··· Record set

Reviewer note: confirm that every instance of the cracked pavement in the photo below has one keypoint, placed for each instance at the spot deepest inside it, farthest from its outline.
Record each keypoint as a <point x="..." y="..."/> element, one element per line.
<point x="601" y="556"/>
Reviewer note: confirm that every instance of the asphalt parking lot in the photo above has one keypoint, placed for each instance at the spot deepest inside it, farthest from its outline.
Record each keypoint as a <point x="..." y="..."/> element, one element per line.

······

Action item: Output each line of the material exactly as it was written above.

Response:
Reviewer note: confirm that every instance of the cracked pavement in the photo below has one keypoint, placed for each instance at the spot deepest inside it, farthest from its outline.
Record each keypoint as a <point x="..." y="..."/> element, one element per line.
<point x="601" y="556"/>
Reviewer note: confirm that every instance of the asphalt parking lot in the photo above has one keypoint, placed for each instance at the spot deepest inside it, farthest from its outline.
Record each keypoint as a <point x="..." y="..."/> element, one element per line.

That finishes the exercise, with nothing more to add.